**PROVIDED TEXT**
########################################
As in other orphan neurogenetic conditions [16–20], the diagnostic delay in ISOD is substantial with a median diagnostic delay of 5.7 months after disease onset at day 3 in median. Obstacles for a timely diagnosis may be (1) low disease awareness due to the rarity of the disease, which might be primarily considered as differential diagnosis by clinicians with expertise in the field of inherited metabolic disorders, (2) access to specialized facilities for metabolic and/or genetic investigations, and (3) due to the fact that there are currently no causal treatment options available to address the underlying pathomechanisms associated with disease manifestation and progression and therefore ISOD might not be prioritized in the diagnostic process. However, early diagnosis is important for counseling of affected families in order to minimize uncertainty and help to make informed decisions in clinical care and family planning. Moreover, as soon as causal therapies (e.g., RNA or gene delivery) are available, early diagnosis might be crucial for timely treatment initiation that might potentially be associated with prevention, disease stability, (partial) reversibility, or improved survival, as shown in other ultra-rare conditions [26].
Pattern recognition is important for diagnostic suspicion of ISOD. The differential diagnosis should be considered once there is a clinical pattern of therapy-refractory seizures, movement disorders, muscular hypotonia, developmental delay/cognitive impairment, feeding difficulties, microcephaly, lethargy or irritability. Notably, lens dislocation/subluxation was reported in 26% of cases with a median age at diagnosis of 15 months. It is therefore suggested to include ISOD as differential diagnosis in etiologic workup of (early-onset) lens dislocation, especially in the presence of additional neurologic symptoms [9,27]. Characteristic MRI features were white matter abnormalities, basal ganglia/thalamus anomalies, brain atrophy and cystic lesions. The clinical and morphological disease characteristics of ISOD in the present study corroborate and expand the data published by Tan and coworkers [12] as well as Claerhout and colleagues [10].
A classification into two specific subtypes was proposed for ISOD [1,2,28]. This observation is corroborated by the present study. However, both groups exhibit similar neurological disease features with a varying degree of frequency, which implies a continuous phenotypic spectrum of increasing phenotypic severity in ISOD. This observation is in accordance with other rare neurogenetic disorders such as Farber disease, free sialic acid storage disease, Gaucher disease or Wolfram syndrome 1 [18,19,29,30].
########################################
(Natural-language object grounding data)
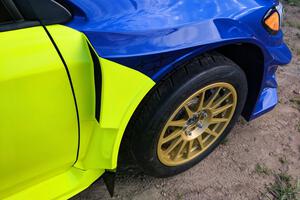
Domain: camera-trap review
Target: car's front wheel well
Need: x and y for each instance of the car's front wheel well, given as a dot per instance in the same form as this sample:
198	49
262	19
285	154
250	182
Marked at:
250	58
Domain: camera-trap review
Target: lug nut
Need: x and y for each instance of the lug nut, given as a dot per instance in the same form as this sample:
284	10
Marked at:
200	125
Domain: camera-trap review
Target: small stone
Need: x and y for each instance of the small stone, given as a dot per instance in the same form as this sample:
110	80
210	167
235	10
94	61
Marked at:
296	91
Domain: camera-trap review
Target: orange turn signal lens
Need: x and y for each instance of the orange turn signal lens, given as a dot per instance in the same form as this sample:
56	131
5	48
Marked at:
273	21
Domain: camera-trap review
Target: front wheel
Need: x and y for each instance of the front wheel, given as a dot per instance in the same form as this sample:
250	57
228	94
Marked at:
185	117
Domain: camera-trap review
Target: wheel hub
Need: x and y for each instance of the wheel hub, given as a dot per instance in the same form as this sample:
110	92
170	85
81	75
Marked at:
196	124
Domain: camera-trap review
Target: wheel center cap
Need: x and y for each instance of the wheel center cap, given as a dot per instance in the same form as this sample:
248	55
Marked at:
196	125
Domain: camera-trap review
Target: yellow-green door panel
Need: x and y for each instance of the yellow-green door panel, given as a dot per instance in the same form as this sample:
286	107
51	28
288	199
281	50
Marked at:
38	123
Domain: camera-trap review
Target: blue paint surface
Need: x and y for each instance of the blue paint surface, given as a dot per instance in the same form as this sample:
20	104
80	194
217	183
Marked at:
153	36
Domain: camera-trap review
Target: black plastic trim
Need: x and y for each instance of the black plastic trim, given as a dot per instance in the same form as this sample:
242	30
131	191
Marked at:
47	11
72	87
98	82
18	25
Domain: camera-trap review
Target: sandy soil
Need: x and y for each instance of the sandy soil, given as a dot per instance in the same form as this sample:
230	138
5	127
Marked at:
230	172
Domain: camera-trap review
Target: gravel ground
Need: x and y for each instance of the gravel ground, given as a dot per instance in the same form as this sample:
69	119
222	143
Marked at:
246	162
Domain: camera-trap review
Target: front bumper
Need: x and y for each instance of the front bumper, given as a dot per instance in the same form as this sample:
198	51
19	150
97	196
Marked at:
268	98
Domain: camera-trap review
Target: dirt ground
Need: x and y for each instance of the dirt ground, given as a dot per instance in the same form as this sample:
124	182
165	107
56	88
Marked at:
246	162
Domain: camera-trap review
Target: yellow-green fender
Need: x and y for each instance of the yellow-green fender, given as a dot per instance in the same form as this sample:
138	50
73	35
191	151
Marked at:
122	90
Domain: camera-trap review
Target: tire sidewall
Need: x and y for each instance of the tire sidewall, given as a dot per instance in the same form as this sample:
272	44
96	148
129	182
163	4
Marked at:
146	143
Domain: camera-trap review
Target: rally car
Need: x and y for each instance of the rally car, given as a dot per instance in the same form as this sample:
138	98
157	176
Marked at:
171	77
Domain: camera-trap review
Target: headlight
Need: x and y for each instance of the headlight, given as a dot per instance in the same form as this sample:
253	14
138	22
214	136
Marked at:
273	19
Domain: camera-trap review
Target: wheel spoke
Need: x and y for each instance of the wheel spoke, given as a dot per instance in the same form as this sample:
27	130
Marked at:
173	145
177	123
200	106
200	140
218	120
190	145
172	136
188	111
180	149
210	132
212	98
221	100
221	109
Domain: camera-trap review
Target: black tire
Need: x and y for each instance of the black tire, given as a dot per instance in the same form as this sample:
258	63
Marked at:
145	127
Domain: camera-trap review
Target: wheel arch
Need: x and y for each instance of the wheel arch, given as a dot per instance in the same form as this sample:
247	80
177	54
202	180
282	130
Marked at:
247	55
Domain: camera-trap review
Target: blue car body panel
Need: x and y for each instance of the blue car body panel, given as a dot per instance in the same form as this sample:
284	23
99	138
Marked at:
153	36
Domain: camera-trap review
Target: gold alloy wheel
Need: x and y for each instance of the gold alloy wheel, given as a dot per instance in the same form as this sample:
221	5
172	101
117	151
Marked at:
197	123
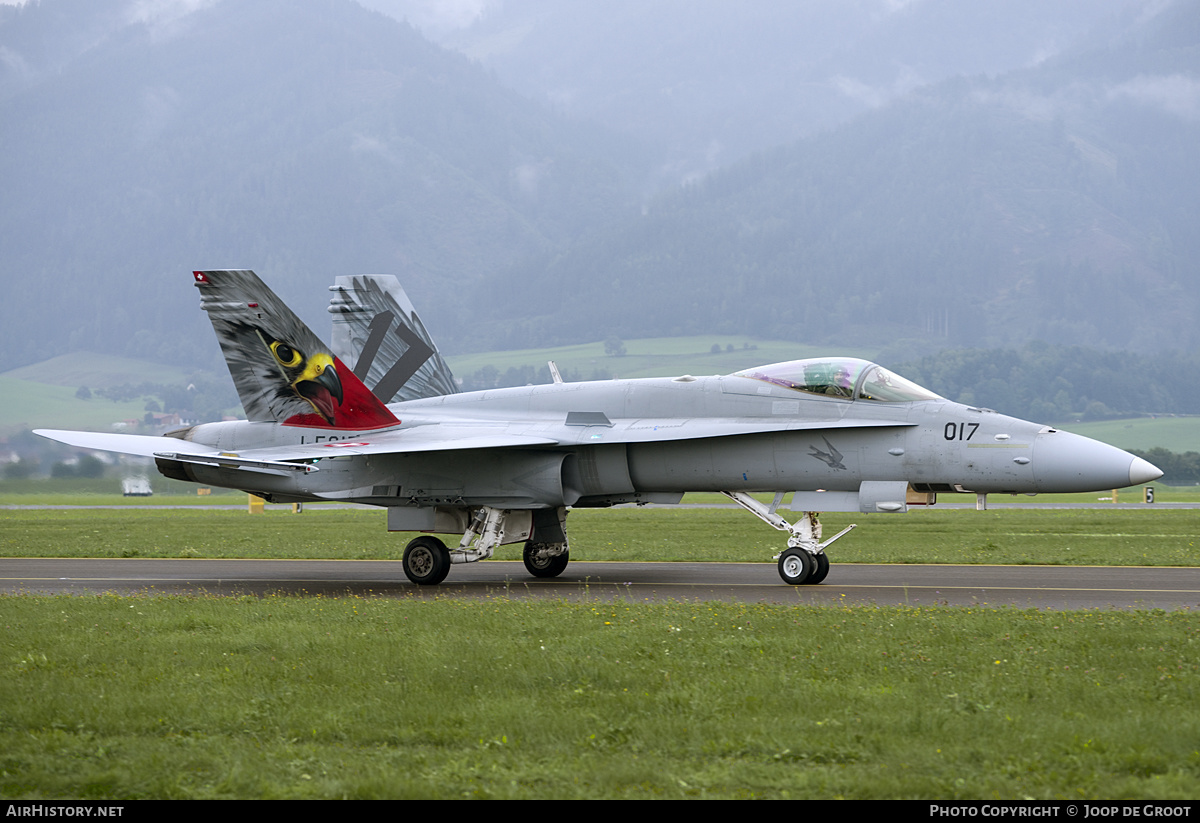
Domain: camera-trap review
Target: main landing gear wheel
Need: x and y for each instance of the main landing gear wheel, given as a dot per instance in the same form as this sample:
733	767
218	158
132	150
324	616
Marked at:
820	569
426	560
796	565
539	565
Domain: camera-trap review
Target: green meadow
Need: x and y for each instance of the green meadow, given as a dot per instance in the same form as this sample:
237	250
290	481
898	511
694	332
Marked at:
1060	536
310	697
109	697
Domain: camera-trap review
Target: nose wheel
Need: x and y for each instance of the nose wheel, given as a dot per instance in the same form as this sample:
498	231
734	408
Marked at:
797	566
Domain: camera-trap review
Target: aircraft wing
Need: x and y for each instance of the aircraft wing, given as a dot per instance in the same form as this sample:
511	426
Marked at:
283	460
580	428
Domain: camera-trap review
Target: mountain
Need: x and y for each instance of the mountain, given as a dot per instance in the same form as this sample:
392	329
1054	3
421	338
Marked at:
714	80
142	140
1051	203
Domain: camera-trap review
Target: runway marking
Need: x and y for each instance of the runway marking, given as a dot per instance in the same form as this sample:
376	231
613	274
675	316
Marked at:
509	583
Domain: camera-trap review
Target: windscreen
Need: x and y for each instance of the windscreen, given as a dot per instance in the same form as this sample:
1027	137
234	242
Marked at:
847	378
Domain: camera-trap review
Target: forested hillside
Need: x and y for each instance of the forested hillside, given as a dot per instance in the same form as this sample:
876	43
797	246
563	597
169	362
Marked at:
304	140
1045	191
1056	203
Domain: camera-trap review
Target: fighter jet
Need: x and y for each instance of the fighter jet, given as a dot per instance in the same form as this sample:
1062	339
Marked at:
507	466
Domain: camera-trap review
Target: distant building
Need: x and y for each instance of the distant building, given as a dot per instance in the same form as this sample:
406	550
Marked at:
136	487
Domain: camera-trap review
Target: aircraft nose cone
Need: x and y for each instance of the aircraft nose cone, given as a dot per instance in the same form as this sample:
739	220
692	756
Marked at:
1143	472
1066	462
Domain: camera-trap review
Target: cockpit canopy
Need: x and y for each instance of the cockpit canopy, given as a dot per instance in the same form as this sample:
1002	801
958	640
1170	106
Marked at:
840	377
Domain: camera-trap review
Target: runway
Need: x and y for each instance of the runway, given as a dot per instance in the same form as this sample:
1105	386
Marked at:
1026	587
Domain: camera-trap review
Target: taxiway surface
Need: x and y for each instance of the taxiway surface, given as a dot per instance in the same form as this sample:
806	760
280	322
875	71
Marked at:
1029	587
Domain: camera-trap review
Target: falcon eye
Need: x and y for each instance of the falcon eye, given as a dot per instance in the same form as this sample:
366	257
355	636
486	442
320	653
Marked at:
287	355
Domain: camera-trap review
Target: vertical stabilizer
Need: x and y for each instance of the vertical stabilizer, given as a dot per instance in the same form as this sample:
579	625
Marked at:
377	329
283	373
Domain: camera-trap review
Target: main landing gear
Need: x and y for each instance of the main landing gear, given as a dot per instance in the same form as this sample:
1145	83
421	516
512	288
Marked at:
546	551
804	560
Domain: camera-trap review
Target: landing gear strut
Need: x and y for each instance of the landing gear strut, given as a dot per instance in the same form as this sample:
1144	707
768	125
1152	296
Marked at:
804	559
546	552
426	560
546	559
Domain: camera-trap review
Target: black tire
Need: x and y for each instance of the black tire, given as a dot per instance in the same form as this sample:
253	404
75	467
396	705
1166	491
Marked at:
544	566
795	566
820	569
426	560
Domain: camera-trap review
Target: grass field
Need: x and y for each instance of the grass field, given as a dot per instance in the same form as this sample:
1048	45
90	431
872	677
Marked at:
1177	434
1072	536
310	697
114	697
########################################
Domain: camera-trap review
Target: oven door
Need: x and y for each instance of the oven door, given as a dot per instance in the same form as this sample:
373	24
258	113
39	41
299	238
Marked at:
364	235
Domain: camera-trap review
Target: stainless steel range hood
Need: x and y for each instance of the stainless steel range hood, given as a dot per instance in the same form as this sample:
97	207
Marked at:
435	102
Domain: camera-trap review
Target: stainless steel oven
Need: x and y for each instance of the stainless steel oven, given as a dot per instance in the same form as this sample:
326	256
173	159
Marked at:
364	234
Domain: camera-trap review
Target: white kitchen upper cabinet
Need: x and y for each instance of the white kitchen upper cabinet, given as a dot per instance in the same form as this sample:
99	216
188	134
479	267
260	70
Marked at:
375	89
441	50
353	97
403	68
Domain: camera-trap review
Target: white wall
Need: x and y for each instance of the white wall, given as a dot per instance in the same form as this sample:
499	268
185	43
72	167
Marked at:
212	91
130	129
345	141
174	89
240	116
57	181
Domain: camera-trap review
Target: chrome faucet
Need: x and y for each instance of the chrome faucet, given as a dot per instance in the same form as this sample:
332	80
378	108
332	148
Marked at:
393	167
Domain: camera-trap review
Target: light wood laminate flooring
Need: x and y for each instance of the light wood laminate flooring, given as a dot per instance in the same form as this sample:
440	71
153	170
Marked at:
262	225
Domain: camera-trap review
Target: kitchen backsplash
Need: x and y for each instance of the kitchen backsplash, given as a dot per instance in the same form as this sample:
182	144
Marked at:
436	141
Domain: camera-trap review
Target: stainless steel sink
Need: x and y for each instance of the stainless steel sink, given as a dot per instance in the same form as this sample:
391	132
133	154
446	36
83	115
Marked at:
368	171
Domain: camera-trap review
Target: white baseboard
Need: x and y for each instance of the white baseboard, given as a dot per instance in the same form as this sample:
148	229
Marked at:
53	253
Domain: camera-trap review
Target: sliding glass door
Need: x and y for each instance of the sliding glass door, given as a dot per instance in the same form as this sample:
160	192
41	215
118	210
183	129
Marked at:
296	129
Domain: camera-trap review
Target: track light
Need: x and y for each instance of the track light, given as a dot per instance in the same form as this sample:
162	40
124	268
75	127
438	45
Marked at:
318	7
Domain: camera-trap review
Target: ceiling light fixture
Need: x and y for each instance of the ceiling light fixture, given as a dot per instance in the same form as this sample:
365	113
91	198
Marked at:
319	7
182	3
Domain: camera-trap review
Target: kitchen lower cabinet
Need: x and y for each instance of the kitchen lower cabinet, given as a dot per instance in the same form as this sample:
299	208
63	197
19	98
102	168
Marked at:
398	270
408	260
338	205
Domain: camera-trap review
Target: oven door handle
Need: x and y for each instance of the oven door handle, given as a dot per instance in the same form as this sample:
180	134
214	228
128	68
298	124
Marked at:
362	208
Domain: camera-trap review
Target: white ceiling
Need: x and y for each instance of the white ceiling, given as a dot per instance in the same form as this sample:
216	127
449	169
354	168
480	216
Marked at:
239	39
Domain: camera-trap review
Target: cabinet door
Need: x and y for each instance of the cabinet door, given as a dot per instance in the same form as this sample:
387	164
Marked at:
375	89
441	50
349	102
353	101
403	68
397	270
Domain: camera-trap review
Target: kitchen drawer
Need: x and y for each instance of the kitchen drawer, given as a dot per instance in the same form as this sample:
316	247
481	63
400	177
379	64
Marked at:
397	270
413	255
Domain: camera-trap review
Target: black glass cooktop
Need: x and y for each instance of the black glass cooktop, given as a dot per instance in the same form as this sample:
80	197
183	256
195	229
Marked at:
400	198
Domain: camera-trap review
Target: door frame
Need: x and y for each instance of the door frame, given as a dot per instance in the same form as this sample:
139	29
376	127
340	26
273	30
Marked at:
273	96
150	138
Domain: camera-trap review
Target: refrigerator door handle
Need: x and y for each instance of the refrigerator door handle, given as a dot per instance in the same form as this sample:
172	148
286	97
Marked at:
########################################
**EXERCISES**
(a) According to the passage on ISOD, in what share of cases was lens dislocation/subluxation reported?
(b) Reproduce the passage on ISOD from "A classification into" up to and including "syndrome 1 [18,19,29,30].".
The entries are not needed for the work here.

**PER-TASK OUTPUTS**
(a) 26% of cases

(b)
A classification into two specific subtypes was proposed for ISOD [1,2,28]. This observation is corroborated by the present study. However, both groups exhibit similar neurological disease features with a varying degree of frequency, which implies a continuous phenotypic spectrum of increasing phenotypic severity in ISOD. This observation is in accordance with other rare neurogenetic disorders such as Farber disease, free sialic acid storage disease, Gaucher disease or Wolfram syndrome 1 [18,19,29,30].